━━━━━ Information shown

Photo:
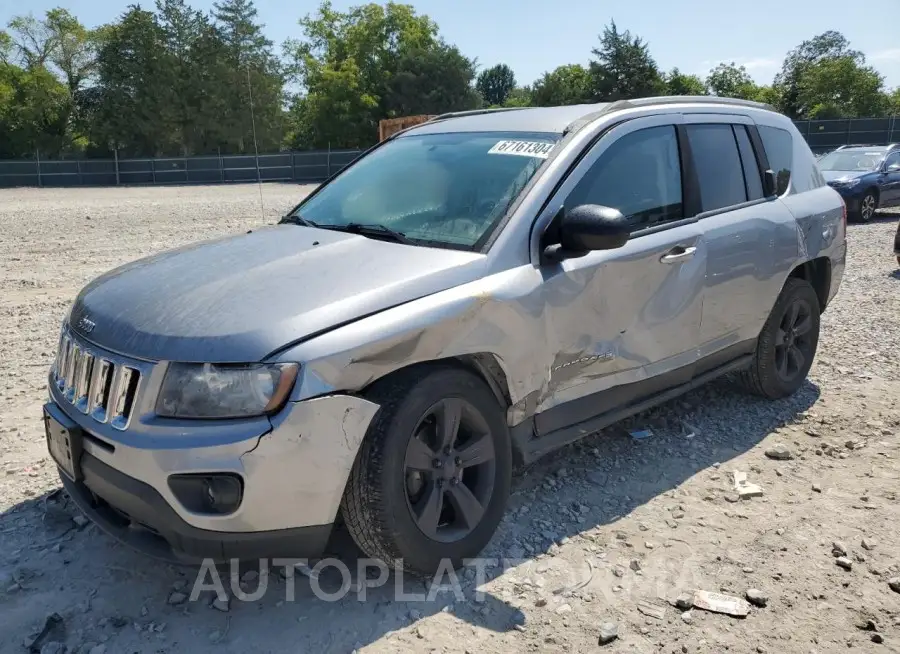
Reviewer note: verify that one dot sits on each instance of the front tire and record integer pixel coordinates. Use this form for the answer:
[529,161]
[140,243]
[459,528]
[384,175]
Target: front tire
[787,344]
[432,477]
[867,207]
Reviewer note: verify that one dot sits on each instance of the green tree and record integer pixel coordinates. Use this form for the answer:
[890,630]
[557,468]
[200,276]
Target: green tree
[495,84]
[841,87]
[828,45]
[73,51]
[360,66]
[34,109]
[894,102]
[134,114]
[32,40]
[678,83]
[768,95]
[413,91]
[623,68]
[254,72]
[728,80]
[519,97]
[565,85]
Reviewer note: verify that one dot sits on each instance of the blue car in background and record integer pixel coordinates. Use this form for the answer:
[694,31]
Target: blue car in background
[866,176]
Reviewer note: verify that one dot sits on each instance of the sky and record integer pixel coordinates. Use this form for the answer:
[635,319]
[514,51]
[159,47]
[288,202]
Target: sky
[535,36]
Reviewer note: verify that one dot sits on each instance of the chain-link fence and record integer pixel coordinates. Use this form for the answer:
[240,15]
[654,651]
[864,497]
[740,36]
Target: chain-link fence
[826,135]
[300,167]
[316,166]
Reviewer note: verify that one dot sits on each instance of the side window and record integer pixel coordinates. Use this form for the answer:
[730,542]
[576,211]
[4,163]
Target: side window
[718,164]
[780,151]
[640,175]
[748,161]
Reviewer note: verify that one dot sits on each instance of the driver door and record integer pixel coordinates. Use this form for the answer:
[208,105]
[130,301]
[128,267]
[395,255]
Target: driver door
[890,186]
[624,323]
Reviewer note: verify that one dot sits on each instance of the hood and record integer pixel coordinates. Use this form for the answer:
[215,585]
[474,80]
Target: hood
[843,175]
[239,298]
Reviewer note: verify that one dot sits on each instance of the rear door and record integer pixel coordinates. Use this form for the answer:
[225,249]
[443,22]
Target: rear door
[741,229]
[624,323]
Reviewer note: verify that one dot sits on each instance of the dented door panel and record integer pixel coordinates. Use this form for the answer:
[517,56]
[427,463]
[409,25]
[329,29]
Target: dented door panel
[622,316]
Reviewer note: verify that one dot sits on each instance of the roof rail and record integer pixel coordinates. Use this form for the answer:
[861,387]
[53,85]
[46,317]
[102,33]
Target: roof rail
[888,146]
[620,105]
[474,112]
[455,114]
[692,99]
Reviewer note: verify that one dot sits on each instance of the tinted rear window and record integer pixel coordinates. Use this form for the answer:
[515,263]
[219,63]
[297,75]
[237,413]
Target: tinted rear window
[718,164]
[780,151]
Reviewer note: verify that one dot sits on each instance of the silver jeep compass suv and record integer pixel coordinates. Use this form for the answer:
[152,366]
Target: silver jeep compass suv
[471,293]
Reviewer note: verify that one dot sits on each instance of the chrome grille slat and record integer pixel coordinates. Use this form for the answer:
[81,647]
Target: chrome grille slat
[98,400]
[71,372]
[102,388]
[83,380]
[119,396]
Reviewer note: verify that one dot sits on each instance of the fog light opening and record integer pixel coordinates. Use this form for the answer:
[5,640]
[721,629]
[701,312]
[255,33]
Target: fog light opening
[216,494]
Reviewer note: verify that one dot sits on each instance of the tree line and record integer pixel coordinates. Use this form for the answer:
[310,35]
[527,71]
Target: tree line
[176,81]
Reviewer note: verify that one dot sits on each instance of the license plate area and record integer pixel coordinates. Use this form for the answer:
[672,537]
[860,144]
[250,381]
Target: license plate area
[64,441]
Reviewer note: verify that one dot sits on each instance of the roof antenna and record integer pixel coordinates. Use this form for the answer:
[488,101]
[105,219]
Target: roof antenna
[262,209]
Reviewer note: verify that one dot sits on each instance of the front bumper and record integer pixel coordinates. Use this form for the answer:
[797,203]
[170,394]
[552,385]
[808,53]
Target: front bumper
[293,477]
[134,513]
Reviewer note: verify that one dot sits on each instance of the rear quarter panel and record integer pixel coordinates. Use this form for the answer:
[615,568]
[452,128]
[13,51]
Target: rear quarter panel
[817,208]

━━━━━━━━━━

Stated task:
Reproduce every entry above verbatim, omitting the pictures.

Finished exercise:
Photo:
Reviewer note: verify that one dot sits on each instance of the front tire and record integer pixel coordinates. Use this form for the answer:
[529,161]
[140,243]
[459,528]
[384,175]
Target: front tire
[787,344]
[432,477]
[867,207]
Reviewer note: verify that one dot sits on each instance of the green tree and record integer pixel coordinates. Use this form for the answer:
[890,630]
[557,468]
[200,276]
Target: green tree
[495,84]
[841,87]
[828,45]
[73,51]
[360,66]
[34,109]
[894,102]
[134,114]
[32,40]
[678,83]
[768,95]
[413,91]
[623,68]
[254,72]
[728,80]
[519,97]
[565,85]
Reviewer note: verify that one dot sits on each instance of the blue car in background and record integer pixel coordinates. Use this form for the answer:
[694,31]
Target: blue car in background
[866,176]
Reviewer note: verify that one dot sits on each instance of the sky and record integer pixel coordinates. Use this form for the answer:
[635,319]
[514,51]
[159,47]
[288,202]
Target: sky
[535,36]
Reviewer note: verify that one dot sits on each instance of the chain-link fence and record integer pixel coordinates. Use this form for the answer:
[240,15]
[654,651]
[864,497]
[740,36]
Target: chain-link fence
[826,135]
[300,167]
[316,166]
Reviewer note: verify that one dot sits on each instance of the side window and record integer pixel coordinates. Use this form for the answer:
[730,542]
[576,211]
[4,163]
Target: side window
[718,164]
[780,151]
[640,175]
[748,161]
Reviewer note: verify that one dot sits on each instance of the driver door and record integer pixel coordinates. Use this form for the answer:
[208,105]
[130,301]
[128,267]
[395,255]
Target: driver door
[890,186]
[624,323]
Reviewer note: verify that one dot sits on each instance of the hood and record integer pixel coordinates. Use this form for the answer:
[215,585]
[474,80]
Target: hood
[843,175]
[239,298]
Reviewer note: verify that one dot sits on each instance of the rear door and record integer pixel coordinates. Use this form for the answer:
[225,249]
[443,22]
Target: rear door
[741,229]
[624,323]
Reviewer note: verify that one dot sits on each instance of the dented door panel and record integer pixel coordinates. Use this form for the answer:
[517,56]
[427,463]
[409,25]
[329,29]
Target: dented door panel
[622,316]
Reviewer note: verify that one dot sits on each instance of the roof rail and record integer pixel coordinates. Use this form for the answer:
[861,387]
[53,85]
[46,317]
[102,33]
Target: roof rail
[888,146]
[620,105]
[474,112]
[455,114]
[692,99]
Reviewer note: verify that one dot sits on each instance of the tinted rear window and record integer pixel coordinates. Use this form for the answer:
[515,263]
[219,63]
[297,75]
[237,413]
Target: tinted rear window
[718,164]
[780,151]
Reviewer note: verify that one dot sits on each instance of the silver jeep compass suv and record integer pixel coordinates. Use this form for the answer:
[152,366]
Target: silver jeep compass suv
[471,293]
Reviewer note: verify that one dot sits on each instance of the chrome grille slat and record integer pixel coordinates. Use this form for the answer:
[81,647]
Target: chrome grille slat
[98,400]
[71,372]
[102,388]
[83,380]
[119,396]
Reviewer note: verify that one dot sits on each instance of the fog light opening and record integer pixel coordinates. Use this form for the answer:
[5,640]
[721,629]
[701,312]
[255,33]
Target: fog light opening
[216,494]
Reviewer note: verify that one dot sits on each instance of the tree line and record integer pixel coordinates. Use this form for the answer:
[310,35]
[527,71]
Target: tree line
[176,81]
Reviewer note: verify that one dot sits on each instance of the license plate area and record integer pixel coordinates. Use this form for the answer:
[672,537]
[860,144]
[250,381]
Target: license plate area
[64,441]
Reviewer note: verify that one dot sits on each instance of the roof antenna and record integer pixel coordinates. Use this form for the answer:
[488,101]
[105,219]
Target: roof antenna
[262,209]
Reviewer note: verify that one dot sits on each instance of the front bumper and record integer pixel coordinates. Use this form for the answer:
[797,203]
[170,394]
[552,385]
[808,53]
Target: front bumper
[293,477]
[134,513]
Reviewer note: verify that one dot sits on each instance of the rear quarter panel and record integer pixel coordinates. Use this form for the answer:
[615,568]
[452,128]
[13,51]
Target: rear quarter panel
[817,208]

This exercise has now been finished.